Start of Extracted data

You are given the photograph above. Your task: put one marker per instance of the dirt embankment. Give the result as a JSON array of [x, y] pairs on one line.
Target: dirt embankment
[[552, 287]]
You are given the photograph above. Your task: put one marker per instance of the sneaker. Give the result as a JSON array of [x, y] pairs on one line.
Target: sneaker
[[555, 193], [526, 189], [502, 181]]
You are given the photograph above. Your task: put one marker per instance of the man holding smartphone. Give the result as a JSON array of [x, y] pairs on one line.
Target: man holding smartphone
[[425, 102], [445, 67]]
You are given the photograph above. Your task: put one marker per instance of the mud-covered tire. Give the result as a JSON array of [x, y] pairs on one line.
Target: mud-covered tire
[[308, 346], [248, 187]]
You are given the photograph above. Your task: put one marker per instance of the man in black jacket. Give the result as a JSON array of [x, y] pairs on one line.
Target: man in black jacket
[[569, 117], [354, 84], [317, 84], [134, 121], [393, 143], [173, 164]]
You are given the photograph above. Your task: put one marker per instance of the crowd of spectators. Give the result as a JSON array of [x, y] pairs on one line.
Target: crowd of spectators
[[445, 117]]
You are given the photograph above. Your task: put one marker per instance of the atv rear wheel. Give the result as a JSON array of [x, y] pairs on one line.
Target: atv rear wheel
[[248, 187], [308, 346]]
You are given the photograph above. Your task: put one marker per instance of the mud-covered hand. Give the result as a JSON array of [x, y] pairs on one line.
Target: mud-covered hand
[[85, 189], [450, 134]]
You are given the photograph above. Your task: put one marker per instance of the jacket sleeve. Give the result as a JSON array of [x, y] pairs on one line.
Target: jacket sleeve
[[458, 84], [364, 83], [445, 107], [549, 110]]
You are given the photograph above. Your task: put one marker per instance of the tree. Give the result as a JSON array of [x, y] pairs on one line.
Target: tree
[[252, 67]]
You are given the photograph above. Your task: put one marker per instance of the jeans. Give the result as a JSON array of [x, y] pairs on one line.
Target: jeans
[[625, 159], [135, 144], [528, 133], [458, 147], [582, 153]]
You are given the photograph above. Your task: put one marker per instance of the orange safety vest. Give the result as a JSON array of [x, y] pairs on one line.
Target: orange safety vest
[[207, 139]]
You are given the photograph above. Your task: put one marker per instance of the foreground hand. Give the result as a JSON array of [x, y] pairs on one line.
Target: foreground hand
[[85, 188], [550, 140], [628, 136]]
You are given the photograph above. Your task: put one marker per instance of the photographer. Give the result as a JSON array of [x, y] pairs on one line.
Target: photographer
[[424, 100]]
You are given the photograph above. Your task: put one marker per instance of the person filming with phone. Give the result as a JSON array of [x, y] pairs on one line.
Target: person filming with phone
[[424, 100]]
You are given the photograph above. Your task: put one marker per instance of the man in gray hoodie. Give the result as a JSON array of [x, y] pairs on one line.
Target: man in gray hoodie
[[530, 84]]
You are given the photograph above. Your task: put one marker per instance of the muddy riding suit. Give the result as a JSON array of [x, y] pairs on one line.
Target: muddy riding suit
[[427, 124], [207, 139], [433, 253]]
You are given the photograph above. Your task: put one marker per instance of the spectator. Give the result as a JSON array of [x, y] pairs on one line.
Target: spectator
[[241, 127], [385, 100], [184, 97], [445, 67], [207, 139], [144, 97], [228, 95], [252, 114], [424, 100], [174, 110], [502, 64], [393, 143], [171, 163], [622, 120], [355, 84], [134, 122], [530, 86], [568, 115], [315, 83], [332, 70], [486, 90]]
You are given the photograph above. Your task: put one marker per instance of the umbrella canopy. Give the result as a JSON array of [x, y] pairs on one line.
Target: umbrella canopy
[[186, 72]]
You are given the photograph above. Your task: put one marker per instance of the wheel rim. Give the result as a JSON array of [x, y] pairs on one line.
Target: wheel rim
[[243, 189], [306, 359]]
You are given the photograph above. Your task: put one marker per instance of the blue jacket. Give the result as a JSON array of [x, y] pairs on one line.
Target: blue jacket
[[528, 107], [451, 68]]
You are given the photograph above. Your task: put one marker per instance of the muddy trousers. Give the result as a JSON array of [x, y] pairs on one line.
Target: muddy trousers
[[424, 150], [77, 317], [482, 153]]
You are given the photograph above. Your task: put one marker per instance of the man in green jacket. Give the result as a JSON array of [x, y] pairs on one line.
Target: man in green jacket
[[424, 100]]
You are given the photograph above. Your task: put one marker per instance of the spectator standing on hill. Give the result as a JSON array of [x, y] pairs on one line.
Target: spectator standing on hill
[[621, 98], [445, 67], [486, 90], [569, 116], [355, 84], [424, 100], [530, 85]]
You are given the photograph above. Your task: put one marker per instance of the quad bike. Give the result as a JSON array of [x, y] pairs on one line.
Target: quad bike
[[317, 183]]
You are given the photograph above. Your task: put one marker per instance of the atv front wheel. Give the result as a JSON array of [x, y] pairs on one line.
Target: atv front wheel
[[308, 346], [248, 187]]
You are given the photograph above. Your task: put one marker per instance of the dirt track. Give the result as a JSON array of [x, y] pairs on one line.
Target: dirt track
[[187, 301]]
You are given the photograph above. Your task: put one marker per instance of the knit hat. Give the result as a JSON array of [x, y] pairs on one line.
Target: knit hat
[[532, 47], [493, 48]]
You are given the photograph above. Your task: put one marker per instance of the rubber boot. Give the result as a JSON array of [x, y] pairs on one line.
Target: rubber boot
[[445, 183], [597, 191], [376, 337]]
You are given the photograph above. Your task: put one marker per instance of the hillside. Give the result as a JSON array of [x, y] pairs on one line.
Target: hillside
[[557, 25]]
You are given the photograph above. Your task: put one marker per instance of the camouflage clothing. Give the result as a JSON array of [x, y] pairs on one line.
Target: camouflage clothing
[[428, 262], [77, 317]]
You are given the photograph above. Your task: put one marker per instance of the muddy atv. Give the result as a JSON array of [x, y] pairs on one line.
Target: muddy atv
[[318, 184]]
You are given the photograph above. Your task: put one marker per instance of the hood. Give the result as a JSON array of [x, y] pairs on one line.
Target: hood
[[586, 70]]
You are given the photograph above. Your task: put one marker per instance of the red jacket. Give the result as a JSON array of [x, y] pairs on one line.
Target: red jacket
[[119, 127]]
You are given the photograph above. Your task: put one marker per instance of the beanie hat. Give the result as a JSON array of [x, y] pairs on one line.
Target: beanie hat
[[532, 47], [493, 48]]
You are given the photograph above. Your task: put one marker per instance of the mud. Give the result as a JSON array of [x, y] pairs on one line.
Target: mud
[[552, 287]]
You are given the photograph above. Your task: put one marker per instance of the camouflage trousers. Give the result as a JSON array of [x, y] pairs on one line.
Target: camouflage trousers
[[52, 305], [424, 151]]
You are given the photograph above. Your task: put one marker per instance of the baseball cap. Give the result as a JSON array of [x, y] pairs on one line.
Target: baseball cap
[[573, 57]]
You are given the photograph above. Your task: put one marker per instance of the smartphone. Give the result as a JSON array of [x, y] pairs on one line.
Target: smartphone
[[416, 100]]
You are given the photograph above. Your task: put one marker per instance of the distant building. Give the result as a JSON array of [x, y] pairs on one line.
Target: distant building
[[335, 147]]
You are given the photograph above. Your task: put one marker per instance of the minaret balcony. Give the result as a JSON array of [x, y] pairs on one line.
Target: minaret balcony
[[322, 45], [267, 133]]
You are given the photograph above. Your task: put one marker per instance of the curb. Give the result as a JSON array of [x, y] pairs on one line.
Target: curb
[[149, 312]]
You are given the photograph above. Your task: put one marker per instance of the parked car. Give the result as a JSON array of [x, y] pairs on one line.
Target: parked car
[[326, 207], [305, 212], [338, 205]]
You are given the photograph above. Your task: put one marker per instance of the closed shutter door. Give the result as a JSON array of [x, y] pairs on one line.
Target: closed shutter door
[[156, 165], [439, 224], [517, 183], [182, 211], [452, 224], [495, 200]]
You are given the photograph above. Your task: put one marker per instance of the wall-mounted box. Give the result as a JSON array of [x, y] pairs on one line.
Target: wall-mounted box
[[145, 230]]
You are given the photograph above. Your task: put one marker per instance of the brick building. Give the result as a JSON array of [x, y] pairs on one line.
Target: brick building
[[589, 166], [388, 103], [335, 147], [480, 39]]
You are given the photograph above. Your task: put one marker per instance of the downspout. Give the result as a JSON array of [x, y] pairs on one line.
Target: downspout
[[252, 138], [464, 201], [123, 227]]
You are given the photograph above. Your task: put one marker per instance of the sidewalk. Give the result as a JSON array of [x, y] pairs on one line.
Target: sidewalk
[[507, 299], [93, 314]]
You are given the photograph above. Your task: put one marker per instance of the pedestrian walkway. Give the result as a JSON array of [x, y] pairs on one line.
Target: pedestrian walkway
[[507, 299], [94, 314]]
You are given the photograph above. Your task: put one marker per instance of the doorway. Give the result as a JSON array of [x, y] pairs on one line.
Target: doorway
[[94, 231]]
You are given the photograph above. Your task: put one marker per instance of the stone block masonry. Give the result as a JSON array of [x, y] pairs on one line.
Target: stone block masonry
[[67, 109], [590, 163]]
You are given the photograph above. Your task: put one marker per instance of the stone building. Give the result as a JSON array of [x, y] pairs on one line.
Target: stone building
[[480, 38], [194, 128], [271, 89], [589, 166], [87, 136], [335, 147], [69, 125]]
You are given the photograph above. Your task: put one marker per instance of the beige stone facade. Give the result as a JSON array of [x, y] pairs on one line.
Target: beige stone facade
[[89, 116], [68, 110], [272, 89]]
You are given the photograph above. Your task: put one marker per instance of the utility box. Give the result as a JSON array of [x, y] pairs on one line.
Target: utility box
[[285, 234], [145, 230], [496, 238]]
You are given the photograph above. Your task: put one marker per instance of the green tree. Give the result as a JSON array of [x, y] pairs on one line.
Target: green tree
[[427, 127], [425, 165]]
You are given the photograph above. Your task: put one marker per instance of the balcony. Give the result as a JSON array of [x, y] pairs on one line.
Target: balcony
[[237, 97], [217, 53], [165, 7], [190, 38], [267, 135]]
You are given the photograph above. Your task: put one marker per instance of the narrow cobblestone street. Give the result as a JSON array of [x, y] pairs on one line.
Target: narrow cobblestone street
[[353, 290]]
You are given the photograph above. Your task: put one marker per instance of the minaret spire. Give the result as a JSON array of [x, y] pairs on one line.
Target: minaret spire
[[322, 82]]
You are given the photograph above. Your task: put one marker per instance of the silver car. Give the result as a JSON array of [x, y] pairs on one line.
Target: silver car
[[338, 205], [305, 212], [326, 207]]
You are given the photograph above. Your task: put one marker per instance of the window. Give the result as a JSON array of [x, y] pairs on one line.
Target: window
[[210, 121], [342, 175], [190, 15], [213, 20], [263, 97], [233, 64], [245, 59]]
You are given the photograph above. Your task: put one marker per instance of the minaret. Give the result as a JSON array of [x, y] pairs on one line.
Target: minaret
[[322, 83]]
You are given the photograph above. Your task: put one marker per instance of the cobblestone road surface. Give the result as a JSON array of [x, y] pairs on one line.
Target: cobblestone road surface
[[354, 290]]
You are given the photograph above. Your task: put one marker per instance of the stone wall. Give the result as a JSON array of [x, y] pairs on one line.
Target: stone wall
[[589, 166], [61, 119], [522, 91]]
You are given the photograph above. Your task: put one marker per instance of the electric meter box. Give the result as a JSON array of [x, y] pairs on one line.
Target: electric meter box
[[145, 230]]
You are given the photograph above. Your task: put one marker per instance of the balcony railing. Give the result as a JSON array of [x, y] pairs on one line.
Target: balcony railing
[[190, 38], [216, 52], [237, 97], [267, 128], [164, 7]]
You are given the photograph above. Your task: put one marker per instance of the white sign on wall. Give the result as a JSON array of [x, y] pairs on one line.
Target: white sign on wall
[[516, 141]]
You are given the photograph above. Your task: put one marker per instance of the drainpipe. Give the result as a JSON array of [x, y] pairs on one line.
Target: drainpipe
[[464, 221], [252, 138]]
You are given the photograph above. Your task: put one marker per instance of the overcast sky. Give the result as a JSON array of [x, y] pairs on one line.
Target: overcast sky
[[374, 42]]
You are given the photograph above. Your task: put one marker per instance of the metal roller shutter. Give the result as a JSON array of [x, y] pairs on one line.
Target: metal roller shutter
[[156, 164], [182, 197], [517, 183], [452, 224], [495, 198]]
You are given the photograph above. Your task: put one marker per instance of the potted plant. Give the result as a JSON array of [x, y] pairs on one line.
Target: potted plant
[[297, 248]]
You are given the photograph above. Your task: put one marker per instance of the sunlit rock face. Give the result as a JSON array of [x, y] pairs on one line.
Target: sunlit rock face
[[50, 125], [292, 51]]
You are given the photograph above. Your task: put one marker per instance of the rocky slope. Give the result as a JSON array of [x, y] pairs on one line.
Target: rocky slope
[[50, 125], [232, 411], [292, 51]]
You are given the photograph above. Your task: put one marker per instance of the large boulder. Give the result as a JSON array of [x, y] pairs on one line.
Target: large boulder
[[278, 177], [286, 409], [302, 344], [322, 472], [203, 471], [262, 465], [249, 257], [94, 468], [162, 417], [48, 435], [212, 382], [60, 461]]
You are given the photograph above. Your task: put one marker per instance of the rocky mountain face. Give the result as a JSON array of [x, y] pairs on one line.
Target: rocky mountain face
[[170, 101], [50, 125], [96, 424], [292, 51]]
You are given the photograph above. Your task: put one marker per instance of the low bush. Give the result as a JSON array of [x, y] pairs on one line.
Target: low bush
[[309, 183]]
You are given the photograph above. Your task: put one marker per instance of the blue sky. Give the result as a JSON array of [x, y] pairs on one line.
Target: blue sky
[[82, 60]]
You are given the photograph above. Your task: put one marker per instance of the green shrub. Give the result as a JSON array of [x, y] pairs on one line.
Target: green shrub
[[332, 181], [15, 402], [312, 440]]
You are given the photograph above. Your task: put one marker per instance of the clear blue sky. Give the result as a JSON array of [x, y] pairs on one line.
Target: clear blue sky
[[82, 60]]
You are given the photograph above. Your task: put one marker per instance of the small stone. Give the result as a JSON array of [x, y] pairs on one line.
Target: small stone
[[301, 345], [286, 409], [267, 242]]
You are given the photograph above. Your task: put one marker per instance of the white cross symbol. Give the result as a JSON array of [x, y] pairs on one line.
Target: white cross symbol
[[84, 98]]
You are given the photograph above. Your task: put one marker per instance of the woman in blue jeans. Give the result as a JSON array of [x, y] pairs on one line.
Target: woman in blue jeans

End of Extracted data

# Task brief
Reproduce verbatim the lines of the records beginning with the line that contains "of the balcony." and ending with the line that contains "[[322, 83]]", including both of those lines.

# Problem solution
You are given the photograph above. Your task: put one marker per instance of the balcony. Give the result as a JSON array of [x, y] pairs on one line.
Target: balcony
[[237, 97], [217, 53], [165, 7], [190, 38], [267, 135]]
You are given the photograph above. Your task: put one marker per instance of the narrow cobblestone street. Give the result as a JSON array of [x, y] pairs on one line.
Target: narrow cobblestone street
[[353, 290]]
You are given the photograph above. Your task: put one marker per instance of the minaret spire. Give the result as a JSON array of [x, y] pairs on one line.
Target: minaret spire
[[322, 82]]
You are given the photograph above. Your task: put one marker per instance of the silver car. Give the result as a JSON array of [x, y] pairs on one line.
Target: silver car
[[338, 205], [305, 212], [326, 207]]
You are given the photograph above. Your task: put one marker per instance of the window. Give the result as a JSON array of [x, y] pairs on one line.
Target: window
[[210, 121], [342, 175], [190, 15], [213, 20], [263, 97], [233, 64], [245, 59]]
You are given the photograph above. Your task: put one marker per instance of the minaret. Give the result as a JSON array of [x, y] pairs on one line.
Target: minaret
[[322, 83]]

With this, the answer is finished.